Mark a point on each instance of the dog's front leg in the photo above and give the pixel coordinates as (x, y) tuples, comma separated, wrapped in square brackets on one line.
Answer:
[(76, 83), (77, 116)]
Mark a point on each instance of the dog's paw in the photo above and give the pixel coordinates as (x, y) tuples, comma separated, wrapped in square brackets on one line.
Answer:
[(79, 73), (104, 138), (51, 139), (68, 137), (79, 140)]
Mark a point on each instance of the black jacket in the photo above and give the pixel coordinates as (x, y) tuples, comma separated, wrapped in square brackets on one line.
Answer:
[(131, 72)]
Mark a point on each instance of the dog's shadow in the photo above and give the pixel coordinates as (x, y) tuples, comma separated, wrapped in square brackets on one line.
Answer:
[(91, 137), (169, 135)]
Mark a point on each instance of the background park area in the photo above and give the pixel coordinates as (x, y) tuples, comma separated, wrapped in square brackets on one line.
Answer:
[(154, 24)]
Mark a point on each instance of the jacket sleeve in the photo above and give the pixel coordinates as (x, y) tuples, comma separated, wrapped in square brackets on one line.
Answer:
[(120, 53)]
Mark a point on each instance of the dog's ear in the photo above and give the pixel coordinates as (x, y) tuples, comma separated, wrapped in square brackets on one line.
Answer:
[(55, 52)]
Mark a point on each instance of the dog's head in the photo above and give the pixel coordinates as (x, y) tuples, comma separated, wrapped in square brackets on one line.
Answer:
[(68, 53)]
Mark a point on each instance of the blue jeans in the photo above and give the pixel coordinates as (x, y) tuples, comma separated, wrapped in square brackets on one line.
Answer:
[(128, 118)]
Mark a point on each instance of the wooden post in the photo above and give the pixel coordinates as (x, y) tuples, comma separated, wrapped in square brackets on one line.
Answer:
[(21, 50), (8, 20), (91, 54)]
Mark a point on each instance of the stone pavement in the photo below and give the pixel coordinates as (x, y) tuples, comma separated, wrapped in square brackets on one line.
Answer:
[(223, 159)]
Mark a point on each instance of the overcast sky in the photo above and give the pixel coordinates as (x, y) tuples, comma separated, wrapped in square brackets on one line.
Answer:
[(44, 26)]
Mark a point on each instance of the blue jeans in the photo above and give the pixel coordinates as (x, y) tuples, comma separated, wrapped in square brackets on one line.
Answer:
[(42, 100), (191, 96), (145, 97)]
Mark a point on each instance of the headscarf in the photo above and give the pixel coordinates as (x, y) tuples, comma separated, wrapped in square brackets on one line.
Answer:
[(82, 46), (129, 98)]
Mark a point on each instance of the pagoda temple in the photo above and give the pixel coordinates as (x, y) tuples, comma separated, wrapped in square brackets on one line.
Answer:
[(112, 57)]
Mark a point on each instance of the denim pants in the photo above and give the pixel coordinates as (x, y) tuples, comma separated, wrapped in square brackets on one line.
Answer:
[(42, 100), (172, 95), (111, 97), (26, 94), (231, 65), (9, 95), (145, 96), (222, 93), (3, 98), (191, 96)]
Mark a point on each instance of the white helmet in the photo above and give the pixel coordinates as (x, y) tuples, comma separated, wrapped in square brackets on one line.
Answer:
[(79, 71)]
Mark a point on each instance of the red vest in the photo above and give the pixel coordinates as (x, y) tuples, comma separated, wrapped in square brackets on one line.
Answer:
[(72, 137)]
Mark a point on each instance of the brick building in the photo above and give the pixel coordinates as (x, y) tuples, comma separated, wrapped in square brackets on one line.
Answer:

REQUEST
Rewrite all the items above as a JSON list of strings, with one string for each line and blank lines omitted.

WRITTEN SOLUTION
[
  "Mark a point on each instance of the dog's front leg in the photo above and give the pixel coordinates as (x, y) tuples, comma separated, wrapped in square brackets on one line.",
  "Answer:",
  "[(76, 83), (77, 116)]",
  "Mark a point on each instance of the dog's paw in the photo above and give the pixel coordinates as (x, y) tuples, comma separated, wrapped in square brackets on one line.",
  "Answer:",
  "[(79, 73), (104, 138), (51, 139), (68, 137), (79, 140)]",
  "Mark a point on each instance of the black jacket in the photo above and give the pixel coordinates as (x, y) tuples, comma separated, wrapped in square brackets on one line.",
  "Answer:",
  "[(131, 72)]",
  "Mark a point on each instance of the dog's shadow in the photo above and give the pixel coordinates as (x, y) tuples, comma separated, wrapped in square brackets on one line.",
  "Answer:",
  "[(91, 137), (169, 135)]",
  "Mark a point on each instance of the background park area in the photo above and give the pixel coordinates as (x, y) tuples, comma separated, wrapped in square brackets on one line.",
  "Answer:",
  "[(154, 24)]",
  "Mark a point on each instance of the jacket sleeve in the photo above and give the pixel coordinates as (x, y) tuples, comma separated, wrapped in square brackets on one line.",
  "Answer:",
  "[(120, 53)]",
  "Mark a point on each instance of the dog's ear in the photo above and give the pixel coordinates as (x, y) tuples, comma separated, wrapped in square brackets on one line.",
  "Answer:",
  "[(55, 52)]",
  "Mark a point on each instance of the dog's head in the photo above and give the pixel coordinates as (x, y) tuples, comma separated, wrapped in square brackets on one line.",
  "Answer:",
  "[(68, 53)]",
  "Mark a point on each instance of the blue jeans in the photo above and give the pixel coordinates as (x, y) tuples, comma separated, wrapped in square brackets on one line.",
  "Answer:",
  "[(128, 118)]",
  "Mark a point on each instance of the wooden post in the photo above and give the pixel coordinates as (x, y) tuples, comma separated, wrapped in square brackets on one line.",
  "Answer:",
  "[(21, 50), (8, 20), (91, 54)]",
  "Mark a point on each instance of the stone pavement in the photo below and give the pixel coordinates as (x, y) tuples, comma separated, wrapped in square brackets on one line.",
  "Answer:",
  "[(223, 159)]",
  "Mark a point on each instance of the overcast sky in the photo above and give the pixel coordinates as (x, y) tuples, comma separated, wrapped in square brackets on one line.",
  "Answer:",
  "[(44, 26)]",
  "Mark a point on each instance of the blue jeans in the photo above and give the pixel coordinates as (x, y) tuples, comma separated, wrapped in square brackets on one line.",
  "Answer:",
  "[(42, 100), (191, 96), (145, 97)]",
  "Mark a point on each instance of the headscarf in the photo above and give the pixel coordinates as (x, y) tuples, comma separated, wrapped in square brackets on one line.",
  "Answer:",
  "[(82, 46), (129, 98)]",
  "Mark a point on each instance of the pagoda temple in the photo above and give the pixel coordinates as (x, y) tuples, comma separated, wrapped in square brackets on one line.",
  "Answer:",
  "[(112, 57)]",
  "Mark a point on each instance of the denim pants in the photo above and give the pixel coordinates as (x, y) tuples, comma separated, wrapped in square brackets on one line.",
  "Answer:",
  "[(42, 100), (172, 95), (111, 97), (26, 94), (231, 65), (9, 95), (145, 96), (222, 93), (3, 98), (191, 96)]",
  "Mark a point on each instance of the white helmet in the photo above and give the pixel coordinates as (x, y) tuples, comma separated, wrapped in square brackets on one line.",
  "Answer:",
  "[(79, 71)]",
  "Mark a point on each instance of the red vest in the photo above and give the pixel coordinates as (x, y) tuples, comma separated, wrapped in square brackets on one line.",
  "Answer:",
  "[(72, 137)]",
  "Mark a point on each instance of the brick building in the photo above and give the pixel coordinates as (x, y) tuples, comma separated, wrapped in square brackets on one line.",
  "Answer:"
]